THE TASK: From the records below, copy the lines that include "positive".

RECORDS:
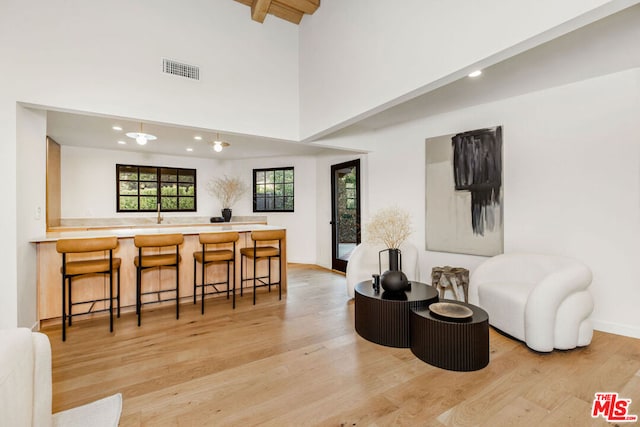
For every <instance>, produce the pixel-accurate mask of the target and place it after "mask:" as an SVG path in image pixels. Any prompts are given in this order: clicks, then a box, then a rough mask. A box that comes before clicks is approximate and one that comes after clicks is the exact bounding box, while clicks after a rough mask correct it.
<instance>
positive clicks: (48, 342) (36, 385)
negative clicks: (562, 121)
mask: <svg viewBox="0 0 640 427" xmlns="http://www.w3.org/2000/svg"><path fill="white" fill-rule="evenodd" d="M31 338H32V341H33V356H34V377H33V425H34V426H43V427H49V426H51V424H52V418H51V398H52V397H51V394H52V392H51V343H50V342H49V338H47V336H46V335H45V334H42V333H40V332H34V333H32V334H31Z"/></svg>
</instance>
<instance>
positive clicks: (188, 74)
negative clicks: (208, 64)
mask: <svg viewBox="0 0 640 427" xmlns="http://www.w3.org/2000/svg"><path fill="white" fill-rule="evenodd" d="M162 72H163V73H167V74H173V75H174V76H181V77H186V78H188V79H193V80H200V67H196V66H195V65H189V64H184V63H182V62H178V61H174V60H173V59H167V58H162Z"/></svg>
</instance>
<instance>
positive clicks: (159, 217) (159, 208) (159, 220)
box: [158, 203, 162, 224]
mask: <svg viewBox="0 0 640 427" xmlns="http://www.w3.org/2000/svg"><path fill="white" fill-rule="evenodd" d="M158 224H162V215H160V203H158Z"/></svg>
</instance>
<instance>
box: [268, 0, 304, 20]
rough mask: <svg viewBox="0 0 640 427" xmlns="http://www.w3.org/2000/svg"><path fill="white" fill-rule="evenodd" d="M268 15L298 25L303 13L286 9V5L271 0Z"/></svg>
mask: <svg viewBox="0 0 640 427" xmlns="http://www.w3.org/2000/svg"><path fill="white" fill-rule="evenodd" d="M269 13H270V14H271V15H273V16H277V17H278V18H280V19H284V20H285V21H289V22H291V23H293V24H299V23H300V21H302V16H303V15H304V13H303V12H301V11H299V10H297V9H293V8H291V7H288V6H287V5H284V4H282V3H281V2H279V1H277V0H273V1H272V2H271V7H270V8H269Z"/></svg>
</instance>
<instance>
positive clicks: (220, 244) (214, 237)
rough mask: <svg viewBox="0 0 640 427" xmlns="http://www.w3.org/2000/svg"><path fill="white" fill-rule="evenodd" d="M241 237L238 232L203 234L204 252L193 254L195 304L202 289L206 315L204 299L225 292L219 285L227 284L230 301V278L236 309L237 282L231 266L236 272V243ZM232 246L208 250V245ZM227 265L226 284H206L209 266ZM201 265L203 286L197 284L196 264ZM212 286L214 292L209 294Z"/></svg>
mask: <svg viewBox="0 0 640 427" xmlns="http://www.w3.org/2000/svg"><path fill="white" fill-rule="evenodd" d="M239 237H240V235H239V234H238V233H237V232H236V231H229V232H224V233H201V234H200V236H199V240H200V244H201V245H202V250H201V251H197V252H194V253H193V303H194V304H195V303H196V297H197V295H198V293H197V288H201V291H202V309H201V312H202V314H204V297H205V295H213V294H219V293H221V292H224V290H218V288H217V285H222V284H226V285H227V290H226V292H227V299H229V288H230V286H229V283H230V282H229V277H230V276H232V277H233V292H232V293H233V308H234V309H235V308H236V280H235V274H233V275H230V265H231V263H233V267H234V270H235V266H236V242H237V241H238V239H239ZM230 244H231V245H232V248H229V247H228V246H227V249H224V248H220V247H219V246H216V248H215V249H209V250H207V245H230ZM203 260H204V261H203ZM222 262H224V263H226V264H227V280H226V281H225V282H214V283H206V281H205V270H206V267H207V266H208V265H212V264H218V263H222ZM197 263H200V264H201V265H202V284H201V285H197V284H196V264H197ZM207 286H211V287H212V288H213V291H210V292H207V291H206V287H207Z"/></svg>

EXERCISE OUTPUT:
positive clicks: (48, 342) (36, 385)
positive clicks: (188, 74)
positive clicks: (159, 217) (159, 208) (159, 220)
positive clicks: (220, 244) (214, 237)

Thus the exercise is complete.